(Provided information):

+===+

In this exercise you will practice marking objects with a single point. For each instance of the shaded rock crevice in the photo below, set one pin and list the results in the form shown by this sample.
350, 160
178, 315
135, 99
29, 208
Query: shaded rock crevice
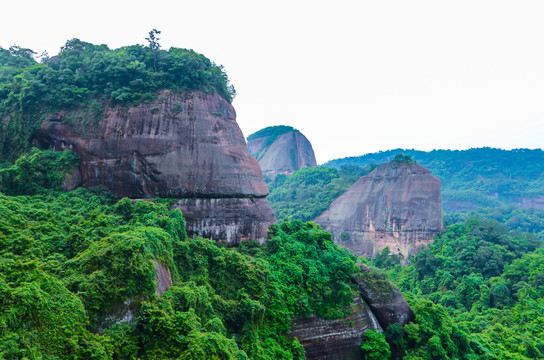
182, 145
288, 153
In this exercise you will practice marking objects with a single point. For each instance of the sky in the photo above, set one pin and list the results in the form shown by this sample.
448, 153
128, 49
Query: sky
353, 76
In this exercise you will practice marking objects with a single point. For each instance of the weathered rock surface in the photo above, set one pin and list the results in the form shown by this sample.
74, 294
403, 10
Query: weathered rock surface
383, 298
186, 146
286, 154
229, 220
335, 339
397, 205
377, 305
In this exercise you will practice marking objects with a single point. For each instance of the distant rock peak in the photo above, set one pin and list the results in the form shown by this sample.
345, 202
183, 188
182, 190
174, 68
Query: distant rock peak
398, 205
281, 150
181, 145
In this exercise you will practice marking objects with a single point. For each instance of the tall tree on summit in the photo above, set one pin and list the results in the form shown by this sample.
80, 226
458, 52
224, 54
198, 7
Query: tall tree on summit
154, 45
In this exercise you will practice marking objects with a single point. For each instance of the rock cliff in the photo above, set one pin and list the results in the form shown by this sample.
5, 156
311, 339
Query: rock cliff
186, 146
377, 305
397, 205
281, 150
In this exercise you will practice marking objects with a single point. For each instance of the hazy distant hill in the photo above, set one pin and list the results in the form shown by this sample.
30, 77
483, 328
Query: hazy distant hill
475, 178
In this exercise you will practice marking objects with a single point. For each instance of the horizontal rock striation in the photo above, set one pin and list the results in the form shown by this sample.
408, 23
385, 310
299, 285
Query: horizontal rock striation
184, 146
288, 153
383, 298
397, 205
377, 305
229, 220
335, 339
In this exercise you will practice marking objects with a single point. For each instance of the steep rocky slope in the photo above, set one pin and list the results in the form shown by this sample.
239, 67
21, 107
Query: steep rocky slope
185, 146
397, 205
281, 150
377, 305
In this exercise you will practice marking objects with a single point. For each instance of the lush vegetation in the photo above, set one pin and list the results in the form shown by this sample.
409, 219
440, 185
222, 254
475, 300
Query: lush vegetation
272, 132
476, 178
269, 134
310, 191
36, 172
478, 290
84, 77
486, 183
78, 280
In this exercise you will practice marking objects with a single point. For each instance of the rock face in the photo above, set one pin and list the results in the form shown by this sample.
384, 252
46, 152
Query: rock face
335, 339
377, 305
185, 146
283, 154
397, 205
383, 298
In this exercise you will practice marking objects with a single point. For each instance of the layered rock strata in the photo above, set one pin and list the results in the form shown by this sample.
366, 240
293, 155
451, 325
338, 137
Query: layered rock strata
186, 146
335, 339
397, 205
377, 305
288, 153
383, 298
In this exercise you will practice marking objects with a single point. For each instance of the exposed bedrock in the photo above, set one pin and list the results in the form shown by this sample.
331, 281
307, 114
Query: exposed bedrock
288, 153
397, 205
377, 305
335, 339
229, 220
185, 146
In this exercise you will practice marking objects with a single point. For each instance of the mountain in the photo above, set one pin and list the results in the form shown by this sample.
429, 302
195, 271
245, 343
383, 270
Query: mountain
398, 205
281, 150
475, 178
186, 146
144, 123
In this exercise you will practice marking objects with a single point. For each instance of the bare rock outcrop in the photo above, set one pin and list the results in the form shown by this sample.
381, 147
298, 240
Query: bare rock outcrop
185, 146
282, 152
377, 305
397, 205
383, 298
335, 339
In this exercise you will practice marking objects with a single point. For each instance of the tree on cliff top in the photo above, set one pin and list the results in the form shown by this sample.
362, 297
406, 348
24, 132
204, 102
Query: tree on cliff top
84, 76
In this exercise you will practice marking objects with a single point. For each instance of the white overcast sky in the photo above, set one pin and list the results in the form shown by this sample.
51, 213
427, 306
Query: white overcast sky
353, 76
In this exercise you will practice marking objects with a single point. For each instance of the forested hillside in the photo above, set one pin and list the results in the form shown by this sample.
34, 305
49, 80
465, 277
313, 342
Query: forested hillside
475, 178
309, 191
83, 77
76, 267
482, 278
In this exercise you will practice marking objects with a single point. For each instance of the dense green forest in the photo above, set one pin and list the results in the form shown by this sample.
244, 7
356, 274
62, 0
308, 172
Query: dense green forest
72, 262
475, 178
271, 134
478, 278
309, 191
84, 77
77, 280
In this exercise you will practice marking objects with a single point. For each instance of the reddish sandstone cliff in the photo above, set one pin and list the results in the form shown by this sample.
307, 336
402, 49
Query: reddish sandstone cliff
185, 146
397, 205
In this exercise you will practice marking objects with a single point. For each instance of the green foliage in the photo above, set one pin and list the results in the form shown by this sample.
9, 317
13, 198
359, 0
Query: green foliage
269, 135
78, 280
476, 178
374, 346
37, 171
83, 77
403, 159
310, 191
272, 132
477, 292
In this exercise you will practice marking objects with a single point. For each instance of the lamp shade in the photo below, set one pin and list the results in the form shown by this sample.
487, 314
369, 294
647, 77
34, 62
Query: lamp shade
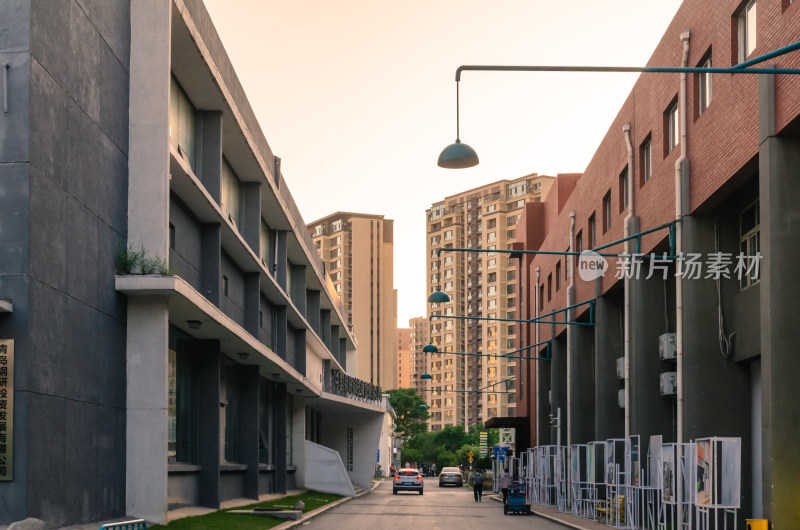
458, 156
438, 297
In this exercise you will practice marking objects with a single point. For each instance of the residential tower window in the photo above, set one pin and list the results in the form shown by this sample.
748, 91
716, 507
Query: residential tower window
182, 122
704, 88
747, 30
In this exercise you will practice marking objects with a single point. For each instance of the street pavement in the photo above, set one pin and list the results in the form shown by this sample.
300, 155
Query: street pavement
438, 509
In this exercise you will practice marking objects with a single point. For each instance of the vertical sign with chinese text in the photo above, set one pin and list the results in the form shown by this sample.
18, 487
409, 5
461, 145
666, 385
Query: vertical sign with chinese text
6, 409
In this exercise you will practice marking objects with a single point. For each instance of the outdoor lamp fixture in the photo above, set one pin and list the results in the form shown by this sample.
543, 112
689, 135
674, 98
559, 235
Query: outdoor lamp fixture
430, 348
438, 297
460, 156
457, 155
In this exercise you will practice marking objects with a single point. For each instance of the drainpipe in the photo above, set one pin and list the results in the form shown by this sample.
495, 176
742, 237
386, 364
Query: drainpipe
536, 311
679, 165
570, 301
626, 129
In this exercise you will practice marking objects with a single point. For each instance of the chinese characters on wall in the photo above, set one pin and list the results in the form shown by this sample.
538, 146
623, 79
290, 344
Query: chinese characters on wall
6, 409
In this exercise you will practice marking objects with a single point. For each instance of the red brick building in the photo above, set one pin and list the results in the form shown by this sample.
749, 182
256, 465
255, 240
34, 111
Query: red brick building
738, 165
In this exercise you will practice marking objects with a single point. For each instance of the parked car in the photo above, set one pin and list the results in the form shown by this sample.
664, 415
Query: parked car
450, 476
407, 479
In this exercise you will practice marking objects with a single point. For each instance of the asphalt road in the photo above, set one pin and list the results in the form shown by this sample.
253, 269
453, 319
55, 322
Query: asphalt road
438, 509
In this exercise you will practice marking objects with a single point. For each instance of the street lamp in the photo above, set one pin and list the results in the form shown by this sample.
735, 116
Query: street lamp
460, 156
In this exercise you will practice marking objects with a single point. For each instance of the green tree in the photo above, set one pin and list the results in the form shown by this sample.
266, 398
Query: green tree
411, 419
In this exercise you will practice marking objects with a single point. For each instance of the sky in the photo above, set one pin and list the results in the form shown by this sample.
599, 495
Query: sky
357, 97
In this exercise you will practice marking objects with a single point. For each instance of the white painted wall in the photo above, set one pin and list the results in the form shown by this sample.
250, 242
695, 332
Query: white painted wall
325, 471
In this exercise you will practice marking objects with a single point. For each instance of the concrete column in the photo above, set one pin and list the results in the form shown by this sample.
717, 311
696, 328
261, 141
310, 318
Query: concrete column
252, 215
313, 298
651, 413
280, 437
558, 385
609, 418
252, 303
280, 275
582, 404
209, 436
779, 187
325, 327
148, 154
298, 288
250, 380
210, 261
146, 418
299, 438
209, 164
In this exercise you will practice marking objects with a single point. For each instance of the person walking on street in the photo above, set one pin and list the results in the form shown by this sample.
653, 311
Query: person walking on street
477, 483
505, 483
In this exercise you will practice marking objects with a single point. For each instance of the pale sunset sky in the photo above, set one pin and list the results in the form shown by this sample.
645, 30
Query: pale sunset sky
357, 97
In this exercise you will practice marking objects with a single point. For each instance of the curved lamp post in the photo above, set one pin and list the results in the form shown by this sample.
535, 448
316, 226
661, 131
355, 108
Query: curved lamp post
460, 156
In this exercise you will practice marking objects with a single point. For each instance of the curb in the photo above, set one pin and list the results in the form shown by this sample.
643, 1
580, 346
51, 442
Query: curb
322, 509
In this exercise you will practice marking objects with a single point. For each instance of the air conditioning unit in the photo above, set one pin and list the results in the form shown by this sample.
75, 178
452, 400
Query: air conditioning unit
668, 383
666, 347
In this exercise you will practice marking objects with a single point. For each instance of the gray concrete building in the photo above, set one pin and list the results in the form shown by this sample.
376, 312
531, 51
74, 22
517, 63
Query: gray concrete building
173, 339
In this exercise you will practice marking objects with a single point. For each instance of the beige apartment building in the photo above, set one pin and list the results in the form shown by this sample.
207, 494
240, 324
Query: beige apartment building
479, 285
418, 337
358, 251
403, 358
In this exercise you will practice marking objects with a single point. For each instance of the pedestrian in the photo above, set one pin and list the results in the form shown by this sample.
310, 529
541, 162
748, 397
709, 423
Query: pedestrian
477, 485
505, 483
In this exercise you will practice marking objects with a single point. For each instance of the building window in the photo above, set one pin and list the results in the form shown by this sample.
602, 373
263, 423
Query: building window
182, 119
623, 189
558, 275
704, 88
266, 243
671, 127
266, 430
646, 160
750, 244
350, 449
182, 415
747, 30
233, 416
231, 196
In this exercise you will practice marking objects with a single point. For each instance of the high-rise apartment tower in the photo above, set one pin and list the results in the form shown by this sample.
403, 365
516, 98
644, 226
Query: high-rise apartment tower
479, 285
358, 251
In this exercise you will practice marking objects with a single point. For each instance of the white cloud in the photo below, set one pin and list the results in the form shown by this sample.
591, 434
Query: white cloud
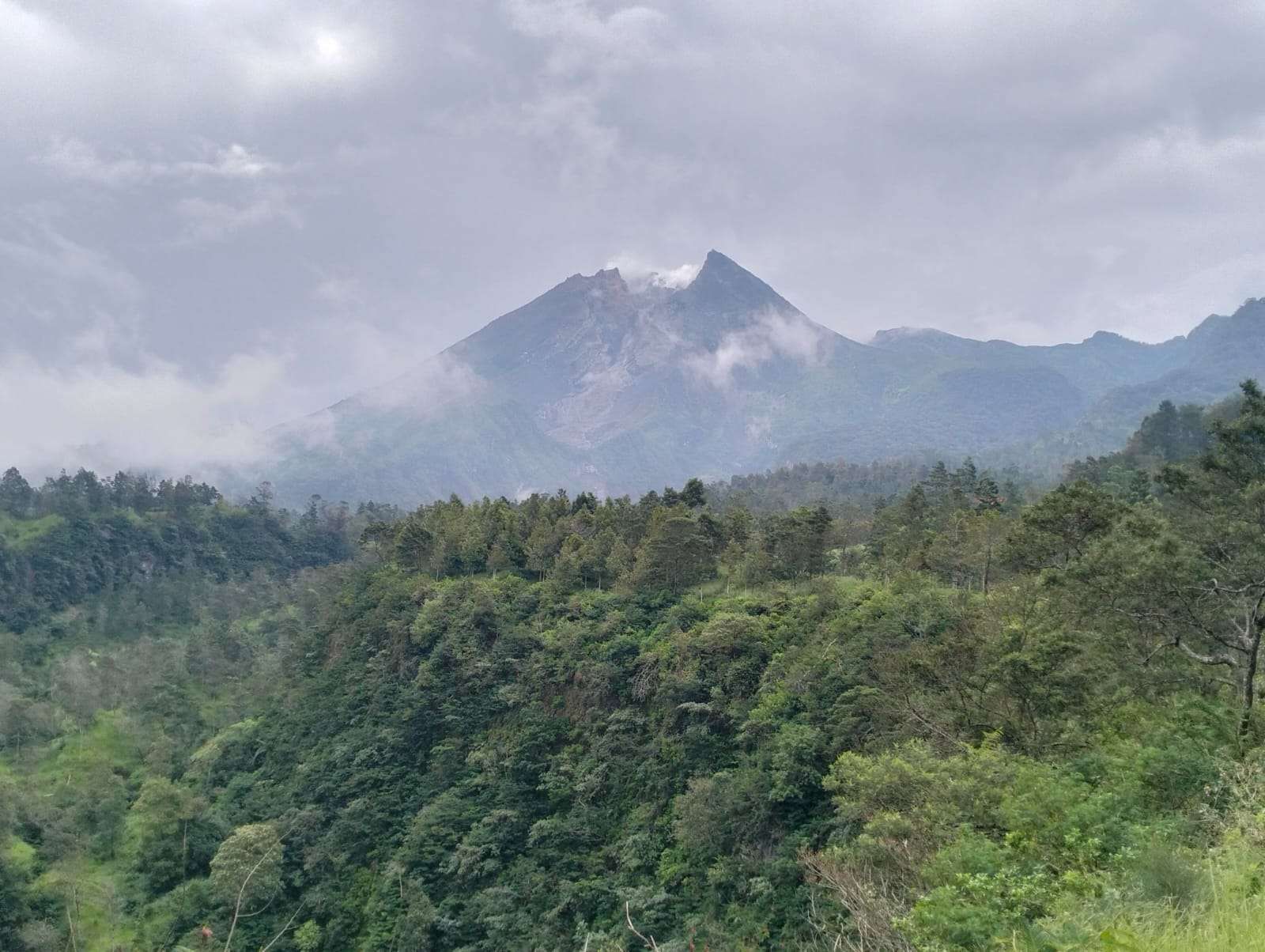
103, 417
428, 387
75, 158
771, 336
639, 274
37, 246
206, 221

+===+

(Task details): Leaving the pictures out, set down exactly the lines from the one with "of the building" through the end of the records.

(Exercise answer):
In this exercise you will practice marking objects with a single point. For each instance of the building window in the photo above, set one pin and list the results in the form shown by this sample.
602, 373
263, 423
Query: building window
182, 119
623, 189
558, 275
704, 88
266, 243
671, 127
266, 430
646, 160
750, 244
350, 449
182, 415
747, 30
233, 416
231, 196
In this exercise you will practice marking objects with a single point. For each instance of the high-rise apartment tower in the photo above, set one pin and list the results in the form shown by this sample.
403, 365
516, 98
644, 226
Query: high-rise apartment tower
479, 285
358, 251
In this exercise you will practice marking objects with a single point. For each instance of the white cloud in the photo below, set one pin and list the results in the form shown by this sample.
591, 434
Query: white cloud
103, 417
428, 387
75, 158
771, 336
639, 274
37, 246
206, 221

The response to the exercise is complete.